**About this exercise**
All entries must be set down once more, precisely as given.

Start of Data provided

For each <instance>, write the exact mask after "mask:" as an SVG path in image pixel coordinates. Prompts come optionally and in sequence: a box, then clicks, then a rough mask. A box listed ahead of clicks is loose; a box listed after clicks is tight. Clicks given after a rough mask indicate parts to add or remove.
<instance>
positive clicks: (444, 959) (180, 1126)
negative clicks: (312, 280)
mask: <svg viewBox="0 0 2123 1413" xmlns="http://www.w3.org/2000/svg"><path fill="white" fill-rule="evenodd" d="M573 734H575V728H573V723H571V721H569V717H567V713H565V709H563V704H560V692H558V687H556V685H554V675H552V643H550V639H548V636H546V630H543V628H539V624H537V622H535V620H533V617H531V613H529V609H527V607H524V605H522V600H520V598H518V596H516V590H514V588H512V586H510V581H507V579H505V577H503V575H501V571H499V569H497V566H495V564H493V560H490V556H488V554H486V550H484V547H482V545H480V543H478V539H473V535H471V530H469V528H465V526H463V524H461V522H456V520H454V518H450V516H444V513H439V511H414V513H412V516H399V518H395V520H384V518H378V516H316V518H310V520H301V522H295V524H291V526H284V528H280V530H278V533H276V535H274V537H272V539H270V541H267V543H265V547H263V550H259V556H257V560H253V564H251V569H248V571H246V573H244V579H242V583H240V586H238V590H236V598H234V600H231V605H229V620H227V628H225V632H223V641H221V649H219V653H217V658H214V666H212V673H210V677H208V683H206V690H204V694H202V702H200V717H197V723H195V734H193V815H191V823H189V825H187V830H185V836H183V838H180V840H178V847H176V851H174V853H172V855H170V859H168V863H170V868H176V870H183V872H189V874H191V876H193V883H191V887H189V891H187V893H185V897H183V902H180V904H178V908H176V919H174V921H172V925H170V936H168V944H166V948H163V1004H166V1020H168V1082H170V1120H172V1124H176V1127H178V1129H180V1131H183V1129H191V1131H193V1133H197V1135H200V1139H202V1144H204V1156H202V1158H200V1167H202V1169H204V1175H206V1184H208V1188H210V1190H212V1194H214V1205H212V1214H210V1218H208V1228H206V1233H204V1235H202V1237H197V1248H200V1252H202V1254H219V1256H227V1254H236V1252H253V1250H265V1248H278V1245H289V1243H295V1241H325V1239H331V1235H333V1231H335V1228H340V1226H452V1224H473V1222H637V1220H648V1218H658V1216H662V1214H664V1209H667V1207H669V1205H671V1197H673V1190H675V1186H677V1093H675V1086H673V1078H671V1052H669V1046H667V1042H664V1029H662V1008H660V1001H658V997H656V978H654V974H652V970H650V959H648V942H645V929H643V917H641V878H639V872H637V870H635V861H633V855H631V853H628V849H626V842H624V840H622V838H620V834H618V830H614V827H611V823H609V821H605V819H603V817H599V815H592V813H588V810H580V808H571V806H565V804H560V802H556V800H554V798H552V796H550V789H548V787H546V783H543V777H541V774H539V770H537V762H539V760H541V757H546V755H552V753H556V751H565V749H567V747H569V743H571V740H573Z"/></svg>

End of Data provided

**Answer to this problem**
For each <instance>, write the exact mask after "mask:" as an SVG path in image pixel coordinates. Prompts come optionally and in sequence: a box, then clicks, then a rough mask. A box listed ahead of clicks is loose; a box listed after clicks is tight. Clicks given after a rough mask indicate parts to add or remove.
<instance>
positive clicks: (444, 959) (180, 1126)
negative clicks: (312, 280)
mask: <svg viewBox="0 0 2123 1413" xmlns="http://www.w3.org/2000/svg"><path fill="white" fill-rule="evenodd" d="M573 734H575V728H573V723H571V721H569V717H567V713H565V709H563V704H560V692H558V687H556V685H554V675H552V643H550V639H548V636H546V630H543V628H539V624H537V622H535V620H533V617H531V613H529V609H527V607H524V605H522V600H520V598H518V596H516V590H514V588H512V586H510V581H507V579H505V577H503V575H501V571H499V569H497V566H495V564H493V560H490V556H488V554H486V550H484V547H482V545H480V543H478V539H473V535H471V530H469V528H465V526H463V524H461V522H456V520H454V518H450V516H444V513H439V511H414V513H412V516H399V518H395V520H384V518H378V516H316V518H310V520H301V522H295V524H291V526H284V528H280V530H278V533H276V535H274V537H272V539H270V541H267V543H265V547H263V550H259V556H257V560H253V564H251V569H248V571H246V573H244V579H242V583H240V586H238V590H236V598H234V600H231V605H229V620H227V628H225V632H223V641H221V649H219V653H217V658H214V666H212V673H210V677H208V683H206V690H204V694H202V702H200V717H197V723H195V734H193V815H191V823H189V825H187V830H185V836H183V838H180V840H178V847H176V851H174V853H172V855H170V859H168V863H170V868H176V870H183V872H189V874H191V876H193V883H191V887H189V891H187V893H185V897H183V902H180V904H178V908H176V919H174V921H172V925H170V936H168V944H166V948H163V1004H166V1020H168V1082H170V1120H172V1124H176V1127H178V1129H180V1131H183V1129H191V1131H193V1133H197V1135H200V1139H202V1144H204V1156H202V1158H200V1167H202V1169H204V1175H206V1184H208V1188H210V1190H212V1194H214V1205H212V1214H210V1218H208V1228H206V1233H204V1235H202V1237H197V1248H200V1252H202V1254H219V1256H227V1254H236V1252H253V1250H265V1248H278V1245H289V1243H295V1241H325V1239H331V1235H333V1231H335V1228H340V1226H452V1224H473V1222H637V1220H648V1218H658V1216H662V1214H664V1209H667V1207H669V1205H671V1197H673V1190H675V1186H677V1093H675V1086H673V1078H671V1052H669V1046H667V1042H664V1029H662V1008H660V1001H658V997H656V978H654V974H652V970H650V959H648V942H645V929H643V917H641V878H639V872H637V870H635V861H633V855H631V853H628V849H626V842H624V840H622V838H620V834H618V830H614V827H611V823H609V821H605V819H603V817H599V815H592V813H588V810H580V808H571V806H565V804H560V802H556V800H554V798H552V796H550V789H548V787H546V783H543V777H541V774H539V770H537V762H539V760H541V757H546V755H552V753H556V751H565V749H567V747H569V743H571V740H573Z"/></svg>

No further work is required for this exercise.